[[ Data excerpts, beginning ]]

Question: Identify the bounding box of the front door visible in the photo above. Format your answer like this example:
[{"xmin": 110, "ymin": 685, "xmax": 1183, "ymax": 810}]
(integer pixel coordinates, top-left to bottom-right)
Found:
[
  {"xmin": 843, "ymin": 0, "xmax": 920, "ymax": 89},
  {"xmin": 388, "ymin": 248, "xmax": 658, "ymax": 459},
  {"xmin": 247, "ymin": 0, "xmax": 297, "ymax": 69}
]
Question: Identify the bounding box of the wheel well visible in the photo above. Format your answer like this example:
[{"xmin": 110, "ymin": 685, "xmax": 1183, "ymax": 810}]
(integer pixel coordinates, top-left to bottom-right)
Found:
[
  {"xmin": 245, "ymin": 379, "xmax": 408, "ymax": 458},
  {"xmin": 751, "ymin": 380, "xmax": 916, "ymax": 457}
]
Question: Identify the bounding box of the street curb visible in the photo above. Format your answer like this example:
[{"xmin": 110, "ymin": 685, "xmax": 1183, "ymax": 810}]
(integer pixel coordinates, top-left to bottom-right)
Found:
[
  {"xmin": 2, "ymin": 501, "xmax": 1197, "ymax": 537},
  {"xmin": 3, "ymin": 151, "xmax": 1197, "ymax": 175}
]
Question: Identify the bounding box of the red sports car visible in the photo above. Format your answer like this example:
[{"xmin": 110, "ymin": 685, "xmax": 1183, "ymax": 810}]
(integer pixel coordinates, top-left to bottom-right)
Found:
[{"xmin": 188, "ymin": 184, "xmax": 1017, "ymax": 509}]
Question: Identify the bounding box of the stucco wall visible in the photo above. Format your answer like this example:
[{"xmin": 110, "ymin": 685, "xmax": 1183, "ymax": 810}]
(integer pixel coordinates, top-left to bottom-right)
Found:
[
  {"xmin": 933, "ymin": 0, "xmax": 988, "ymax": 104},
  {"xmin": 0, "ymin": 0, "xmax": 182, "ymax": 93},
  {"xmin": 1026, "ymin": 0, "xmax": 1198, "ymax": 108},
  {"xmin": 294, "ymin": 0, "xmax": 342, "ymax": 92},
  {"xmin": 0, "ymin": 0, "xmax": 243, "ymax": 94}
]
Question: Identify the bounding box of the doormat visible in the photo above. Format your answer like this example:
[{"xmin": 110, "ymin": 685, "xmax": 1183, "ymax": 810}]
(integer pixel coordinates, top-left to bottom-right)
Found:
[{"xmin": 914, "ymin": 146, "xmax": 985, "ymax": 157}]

[[ Data excerpts, end ]]

Your assignment: Copy out the data in full, exactly.

Result for this exercise:
Question: Identify the bounding box of the front door visible in the photo above. Format your answer like this example:
[{"xmin": 110, "ymin": 685, "xmax": 1183, "ymax": 810}]
(integer pixel coordinates, top-left to bottom-right)
Found:
[
  {"xmin": 843, "ymin": 0, "xmax": 920, "ymax": 89},
  {"xmin": 388, "ymin": 248, "xmax": 658, "ymax": 459},
  {"xmin": 247, "ymin": 0, "xmax": 297, "ymax": 69}
]
Question: Identify the bounding box of the wheel well visible in the photo above. Format your answer like this example:
[{"xmin": 110, "ymin": 685, "xmax": 1183, "ymax": 810}]
(integer pixel coordinates, top-left to bottom-right)
Found:
[
  {"xmin": 245, "ymin": 379, "xmax": 408, "ymax": 458},
  {"xmin": 751, "ymin": 380, "xmax": 916, "ymax": 457}
]
Question: Identify the bounding box of the street curb visible in the photo above. Format your answer like this example:
[{"xmin": 110, "ymin": 685, "xmax": 1183, "ymax": 810}]
(integer pixel coordinates, top-left to bottom-right)
Found:
[
  {"xmin": 2, "ymin": 501, "xmax": 1197, "ymax": 537},
  {"xmin": 3, "ymin": 151, "xmax": 1197, "ymax": 175}
]
Question: Identify the bounding box of the red sports car visible in the photo above. Format your answer like this example:
[{"xmin": 110, "ymin": 685, "xmax": 1183, "ymax": 810}]
(integer pixel coordinates, top-left to bottom-right)
Found:
[{"xmin": 188, "ymin": 184, "xmax": 1017, "ymax": 509}]
Question: Identify the bounding box of the stucco wall visible in the photo above. Format your answer like this example:
[{"xmin": 110, "ymin": 685, "xmax": 1183, "ymax": 810}]
(integer pixel coordinates, top-left to bottom-right)
Found:
[
  {"xmin": 933, "ymin": 0, "xmax": 988, "ymax": 104},
  {"xmin": 0, "ymin": 0, "xmax": 182, "ymax": 93},
  {"xmin": 1026, "ymin": 0, "xmax": 1198, "ymax": 108},
  {"xmin": 294, "ymin": 0, "xmax": 342, "ymax": 92},
  {"xmin": 0, "ymin": 0, "xmax": 243, "ymax": 94}
]
Question: Identify the bounding box of the doormat visible in the photo above. Format your answer like this example:
[{"xmin": 110, "ymin": 685, "xmax": 1183, "ymax": 810}]
(integer pixel coordinates, top-left to bottom-right)
Found:
[{"xmin": 914, "ymin": 146, "xmax": 985, "ymax": 157}]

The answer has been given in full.